### QUOTED PASSAGE
■ ■ ■ ■

Arroyo: The campaign never stops

Felix Arroyo

At-Large City Councilor and Jamaica Plain resident Felix Arroyo barely broke stride walking past the E-13 Police Station on Washington Street, Oct. 24.

“It never stopped!” he shouted with a wry grin, responding to a police officer in the parking lot who asked how his re-election campaign is going. Elected in 2009, Arroyo is one of seven candidates seeking four At-Large Council seats in the Nov. 7 city election.

Moments later, sitting at a booth at Ruggerio’s Market, Arroyo noted that he had only been on the job for just shy of two years.

“I am coming up on 23 months,” the first term councilor said. “I feel good about it. I’ve made a point of being accessible and present as possible in all in all 23 wards. I feel good about the victories we have had.”

Leading his list of accomplishments was his leadership in successful effort to oppose proposed branch library closures—including Jamaica Plain and Egleston Square branches—in the spring and summer of 2010.

■ ■ ■ ■

### REQUIRED TASKS
A. Using the article about Felix Arroyo, explain in one to three sentences why he says he feels good about his nearly two years on the council.
B. According to the article about Felix Arroyo, how many candidates are seeking the At-Large Council seats, and how many seats are open?
The data that comes next has no connection to the article about Felix Arroyo.

■ ■ ■ ■

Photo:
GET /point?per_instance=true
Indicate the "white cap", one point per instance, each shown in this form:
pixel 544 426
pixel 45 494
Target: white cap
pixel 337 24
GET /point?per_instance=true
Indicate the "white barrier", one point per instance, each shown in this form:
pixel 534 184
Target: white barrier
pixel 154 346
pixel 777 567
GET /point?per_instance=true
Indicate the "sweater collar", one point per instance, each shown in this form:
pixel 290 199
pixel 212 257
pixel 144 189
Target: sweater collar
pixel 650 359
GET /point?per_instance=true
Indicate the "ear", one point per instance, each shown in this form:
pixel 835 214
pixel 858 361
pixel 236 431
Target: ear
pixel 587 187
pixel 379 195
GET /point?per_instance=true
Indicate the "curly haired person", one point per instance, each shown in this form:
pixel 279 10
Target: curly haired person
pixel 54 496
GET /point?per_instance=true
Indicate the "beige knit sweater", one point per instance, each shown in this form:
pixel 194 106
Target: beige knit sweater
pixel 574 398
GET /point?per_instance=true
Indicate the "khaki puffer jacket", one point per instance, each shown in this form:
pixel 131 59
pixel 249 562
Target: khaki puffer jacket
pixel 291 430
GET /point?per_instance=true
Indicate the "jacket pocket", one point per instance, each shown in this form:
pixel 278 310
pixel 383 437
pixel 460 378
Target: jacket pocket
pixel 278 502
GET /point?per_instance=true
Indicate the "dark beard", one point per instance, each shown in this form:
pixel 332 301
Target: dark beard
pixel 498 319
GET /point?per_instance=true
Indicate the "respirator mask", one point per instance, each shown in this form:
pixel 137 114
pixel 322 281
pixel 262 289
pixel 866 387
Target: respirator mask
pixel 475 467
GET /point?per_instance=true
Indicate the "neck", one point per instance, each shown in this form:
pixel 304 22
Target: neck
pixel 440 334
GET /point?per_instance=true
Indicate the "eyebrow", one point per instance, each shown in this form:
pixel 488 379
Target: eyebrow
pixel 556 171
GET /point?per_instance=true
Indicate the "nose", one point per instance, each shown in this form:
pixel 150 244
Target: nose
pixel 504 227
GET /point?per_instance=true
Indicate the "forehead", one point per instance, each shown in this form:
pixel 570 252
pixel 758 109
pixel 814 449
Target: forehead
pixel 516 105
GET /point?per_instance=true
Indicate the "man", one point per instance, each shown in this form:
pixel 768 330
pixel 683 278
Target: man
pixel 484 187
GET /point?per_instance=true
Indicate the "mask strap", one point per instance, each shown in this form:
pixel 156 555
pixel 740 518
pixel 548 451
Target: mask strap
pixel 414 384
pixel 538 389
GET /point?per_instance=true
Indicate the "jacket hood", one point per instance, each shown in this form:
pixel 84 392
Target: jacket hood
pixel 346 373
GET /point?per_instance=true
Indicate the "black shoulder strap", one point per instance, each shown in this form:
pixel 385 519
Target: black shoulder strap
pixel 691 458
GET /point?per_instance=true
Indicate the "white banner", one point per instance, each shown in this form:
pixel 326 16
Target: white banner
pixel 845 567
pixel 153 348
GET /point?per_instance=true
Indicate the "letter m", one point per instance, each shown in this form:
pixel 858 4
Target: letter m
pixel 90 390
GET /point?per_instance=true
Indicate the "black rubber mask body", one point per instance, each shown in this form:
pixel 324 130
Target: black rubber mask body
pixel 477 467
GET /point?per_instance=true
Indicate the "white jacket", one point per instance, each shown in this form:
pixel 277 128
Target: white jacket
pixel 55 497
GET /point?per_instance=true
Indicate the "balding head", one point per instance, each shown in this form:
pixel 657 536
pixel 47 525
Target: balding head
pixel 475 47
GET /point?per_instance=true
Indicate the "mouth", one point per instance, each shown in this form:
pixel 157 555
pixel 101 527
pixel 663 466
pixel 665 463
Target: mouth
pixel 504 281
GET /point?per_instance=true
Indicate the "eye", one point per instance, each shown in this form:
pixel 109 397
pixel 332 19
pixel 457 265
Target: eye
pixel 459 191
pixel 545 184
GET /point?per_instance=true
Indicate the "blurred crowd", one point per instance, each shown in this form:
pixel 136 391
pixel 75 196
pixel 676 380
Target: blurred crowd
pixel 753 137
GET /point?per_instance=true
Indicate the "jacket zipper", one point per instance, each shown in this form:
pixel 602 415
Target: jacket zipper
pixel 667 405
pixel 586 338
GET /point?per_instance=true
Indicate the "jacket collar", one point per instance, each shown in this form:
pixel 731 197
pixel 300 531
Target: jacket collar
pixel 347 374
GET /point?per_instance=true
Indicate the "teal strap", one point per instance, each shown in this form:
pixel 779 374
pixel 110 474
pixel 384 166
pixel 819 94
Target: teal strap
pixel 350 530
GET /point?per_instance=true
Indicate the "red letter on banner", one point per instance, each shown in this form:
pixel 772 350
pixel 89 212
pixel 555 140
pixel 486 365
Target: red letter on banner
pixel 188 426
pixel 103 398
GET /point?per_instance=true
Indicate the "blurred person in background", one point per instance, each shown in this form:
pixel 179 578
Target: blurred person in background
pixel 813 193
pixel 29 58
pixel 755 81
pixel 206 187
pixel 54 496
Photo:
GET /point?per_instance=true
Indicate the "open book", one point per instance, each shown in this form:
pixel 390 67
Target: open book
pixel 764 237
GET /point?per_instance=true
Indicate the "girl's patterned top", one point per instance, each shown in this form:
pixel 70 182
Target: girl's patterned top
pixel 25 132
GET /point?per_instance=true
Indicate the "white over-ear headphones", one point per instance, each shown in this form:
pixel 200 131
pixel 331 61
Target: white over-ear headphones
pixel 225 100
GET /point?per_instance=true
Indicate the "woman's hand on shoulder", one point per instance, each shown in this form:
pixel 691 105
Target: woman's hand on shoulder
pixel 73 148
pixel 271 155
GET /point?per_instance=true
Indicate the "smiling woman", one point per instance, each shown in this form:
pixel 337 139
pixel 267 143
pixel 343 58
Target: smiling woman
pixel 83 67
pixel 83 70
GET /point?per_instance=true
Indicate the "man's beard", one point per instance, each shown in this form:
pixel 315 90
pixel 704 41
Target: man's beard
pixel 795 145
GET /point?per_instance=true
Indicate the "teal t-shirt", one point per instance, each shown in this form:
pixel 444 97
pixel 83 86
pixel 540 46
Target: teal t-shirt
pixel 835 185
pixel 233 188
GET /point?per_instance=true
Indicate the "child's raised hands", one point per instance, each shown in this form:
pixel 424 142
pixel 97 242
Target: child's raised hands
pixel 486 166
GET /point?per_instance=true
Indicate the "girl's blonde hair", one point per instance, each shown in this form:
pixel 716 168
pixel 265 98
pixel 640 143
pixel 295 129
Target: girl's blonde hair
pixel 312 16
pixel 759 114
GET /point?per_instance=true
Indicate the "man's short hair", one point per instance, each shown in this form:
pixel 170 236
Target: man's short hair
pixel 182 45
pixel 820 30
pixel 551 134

■ ■ ■ ■

### ANSWERS
A. He says he has made a point of being as accessible and present as possible in all 23 wards. He also says he feels good about the victories they have had.

B. Seven candidates are seeking four At-Large Council seats.